[EXERCISE OBJECTIVE]:
List every line in the items below that contains the word "opening", and copy each such line in full.

[PROVIDED INFORMATION]:

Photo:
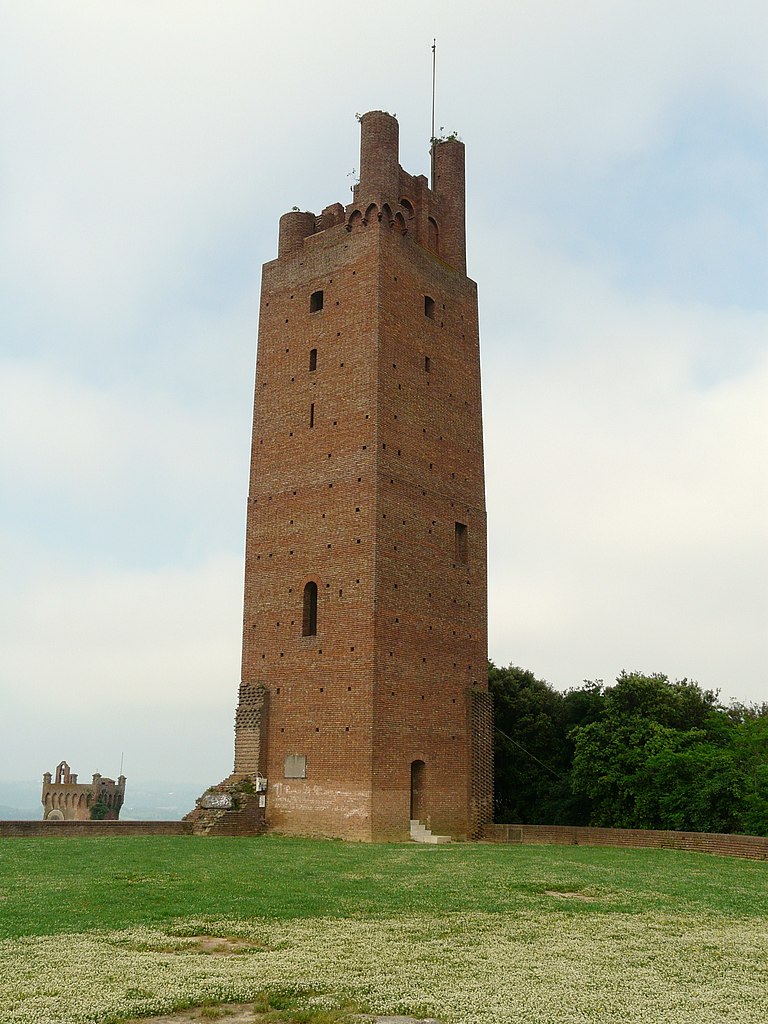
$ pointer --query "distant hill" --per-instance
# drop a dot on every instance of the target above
(145, 801)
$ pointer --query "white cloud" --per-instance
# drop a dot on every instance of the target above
(101, 662)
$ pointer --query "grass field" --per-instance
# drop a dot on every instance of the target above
(103, 930)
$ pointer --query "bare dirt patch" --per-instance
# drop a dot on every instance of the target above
(219, 945)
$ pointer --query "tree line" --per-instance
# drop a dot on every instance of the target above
(644, 753)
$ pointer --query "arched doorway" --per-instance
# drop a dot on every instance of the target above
(418, 787)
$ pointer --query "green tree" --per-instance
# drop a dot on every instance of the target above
(660, 757)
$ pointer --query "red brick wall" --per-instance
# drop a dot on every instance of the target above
(754, 847)
(360, 469)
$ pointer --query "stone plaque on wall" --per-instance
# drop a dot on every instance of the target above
(295, 766)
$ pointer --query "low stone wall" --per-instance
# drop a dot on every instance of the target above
(30, 829)
(753, 847)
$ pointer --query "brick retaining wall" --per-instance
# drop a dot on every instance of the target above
(753, 847)
(22, 829)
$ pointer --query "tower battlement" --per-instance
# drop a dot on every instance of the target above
(434, 217)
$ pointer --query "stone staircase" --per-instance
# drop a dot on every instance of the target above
(420, 834)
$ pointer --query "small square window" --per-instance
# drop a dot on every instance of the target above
(295, 766)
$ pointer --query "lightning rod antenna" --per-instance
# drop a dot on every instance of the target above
(431, 138)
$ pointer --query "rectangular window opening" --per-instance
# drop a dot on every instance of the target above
(460, 544)
(295, 766)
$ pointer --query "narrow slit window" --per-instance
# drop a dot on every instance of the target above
(460, 544)
(309, 620)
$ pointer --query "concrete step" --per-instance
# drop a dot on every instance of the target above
(420, 834)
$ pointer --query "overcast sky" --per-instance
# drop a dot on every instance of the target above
(617, 226)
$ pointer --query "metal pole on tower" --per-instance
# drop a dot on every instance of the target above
(431, 138)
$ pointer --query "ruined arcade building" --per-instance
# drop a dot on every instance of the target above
(364, 699)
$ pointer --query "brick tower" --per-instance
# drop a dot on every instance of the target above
(364, 699)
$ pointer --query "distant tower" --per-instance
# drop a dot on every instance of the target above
(65, 799)
(364, 699)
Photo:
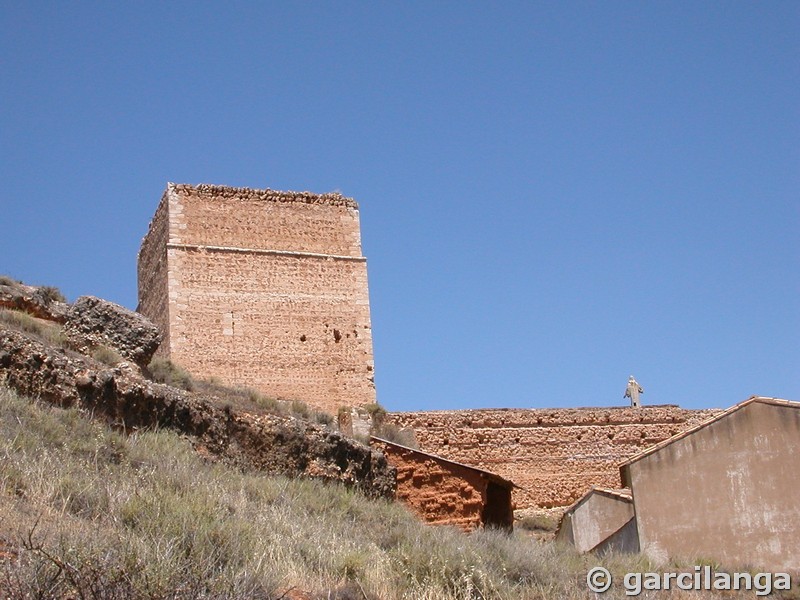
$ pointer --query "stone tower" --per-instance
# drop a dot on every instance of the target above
(262, 289)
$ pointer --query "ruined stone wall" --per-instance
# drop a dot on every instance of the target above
(267, 290)
(555, 455)
(152, 273)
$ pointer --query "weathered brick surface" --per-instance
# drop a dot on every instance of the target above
(555, 455)
(262, 289)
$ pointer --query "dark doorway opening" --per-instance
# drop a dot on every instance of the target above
(498, 512)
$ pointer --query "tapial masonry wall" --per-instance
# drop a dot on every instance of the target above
(262, 289)
(554, 455)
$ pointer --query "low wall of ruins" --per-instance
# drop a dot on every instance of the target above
(554, 455)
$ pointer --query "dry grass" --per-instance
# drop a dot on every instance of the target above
(94, 514)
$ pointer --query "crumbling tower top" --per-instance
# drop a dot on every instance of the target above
(263, 289)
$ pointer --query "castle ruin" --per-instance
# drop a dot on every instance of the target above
(262, 289)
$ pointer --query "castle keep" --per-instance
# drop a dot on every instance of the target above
(262, 289)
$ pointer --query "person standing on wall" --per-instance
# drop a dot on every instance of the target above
(632, 391)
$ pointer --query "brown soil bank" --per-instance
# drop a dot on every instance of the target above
(119, 395)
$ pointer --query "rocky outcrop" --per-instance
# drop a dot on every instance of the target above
(43, 302)
(93, 322)
(274, 444)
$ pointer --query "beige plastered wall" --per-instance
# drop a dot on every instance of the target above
(595, 518)
(729, 491)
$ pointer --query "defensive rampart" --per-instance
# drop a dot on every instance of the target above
(554, 455)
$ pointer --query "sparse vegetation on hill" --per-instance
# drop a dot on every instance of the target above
(86, 512)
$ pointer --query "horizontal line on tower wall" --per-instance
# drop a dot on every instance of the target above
(171, 245)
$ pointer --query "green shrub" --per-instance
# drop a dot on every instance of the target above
(53, 294)
(539, 522)
(300, 409)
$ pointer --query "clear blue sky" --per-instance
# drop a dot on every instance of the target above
(553, 195)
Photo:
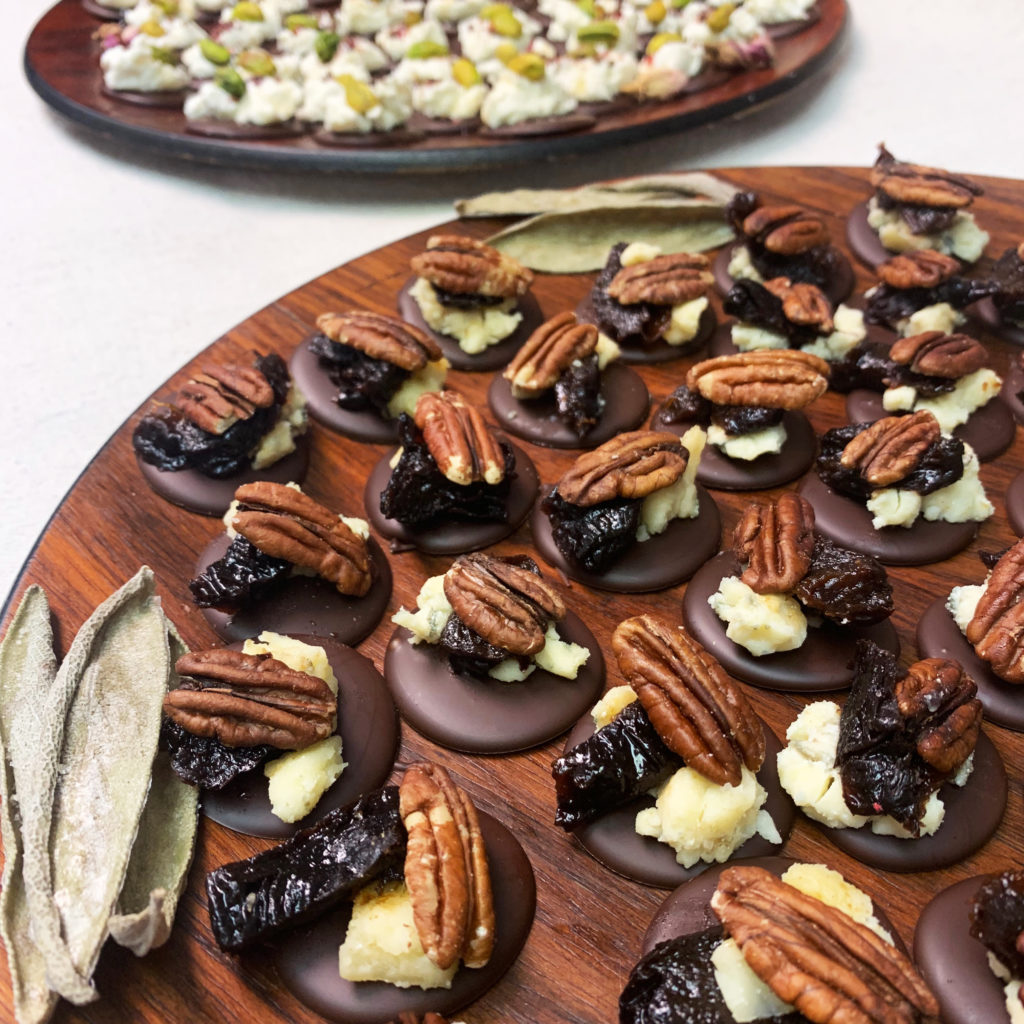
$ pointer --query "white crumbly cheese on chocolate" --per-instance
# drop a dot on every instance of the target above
(382, 943)
(763, 624)
(951, 409)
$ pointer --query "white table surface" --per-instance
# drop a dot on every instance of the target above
(119, 266)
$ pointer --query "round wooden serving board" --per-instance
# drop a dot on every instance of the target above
(61, 62)
(590, 924)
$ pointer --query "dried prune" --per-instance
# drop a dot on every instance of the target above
(845, 586)
(593, 537)
(364, 383)
(307, 875)
(622, 761)
(997, 920)
(418, 494)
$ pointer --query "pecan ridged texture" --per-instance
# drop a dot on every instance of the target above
(768, 378)
(548, 352)
(466, 266)
(891, 448)
(937, 354)
(776, 540)
(446, 870)
(217, 396)
(507, 604)
(665, 281)
(250, 699)
(921, 268)
(632, 465)
(380, 337)
(463, 445)
(833, 969)
(284, 522)
(697, 711)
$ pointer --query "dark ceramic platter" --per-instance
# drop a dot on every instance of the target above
(62, 66)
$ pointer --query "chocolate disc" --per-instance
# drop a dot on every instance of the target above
(939, 636)
(492, 357)
(483, 716)
(452, 537)
(211, 496)
(307, 957)
(719, 471)
(368, 724)
(989, 430)
(688, 908)
(953, 963)
(658, 351)
(626, 403)
(823, 662)
(837, 289)
(973, 813)
(311, 379)
(303, 604)
(613, 841)
(663, 561)
(849, 523)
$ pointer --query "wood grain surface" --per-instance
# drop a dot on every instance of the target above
(589, 923)
(61, 62)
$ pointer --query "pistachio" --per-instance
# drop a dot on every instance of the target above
(529, 66)
(327, 45)
(214, 52)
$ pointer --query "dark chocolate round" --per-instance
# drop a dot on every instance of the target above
(321, 391)
(989, 430)
(303, 604)
(453, 537)
(211, 496)
(307, 957)
(493, 357)
(626, 403)
(939, 636)
(849, 523)
(837, 289)
(688, 908)
(658, 351)
(823, 662)
(368, 724)
(953, 963)
(719, 471)
(484, 716)
(663, 561)
(973, 813)
(613, 841)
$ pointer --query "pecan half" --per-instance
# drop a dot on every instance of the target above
(446, 870)
(632, 465)
(548, 352)
(664, 281)
(384, 338)
(698, 712)
(284, 522)
(465, 266)
(833, 969)
(891, 448)
(250, 699)
(785, 229)
(460, 441)
(936, 354)
(776, 540)
(507, 604)
(217, 397)
(943, 714)
(768, 378)
(921, 268)
(803, 304)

[WORKED SOLUTION]:
$ pointer --query "rectangular window opening" --per-instance
$ pointer --query "dark doorway opening" --per-instance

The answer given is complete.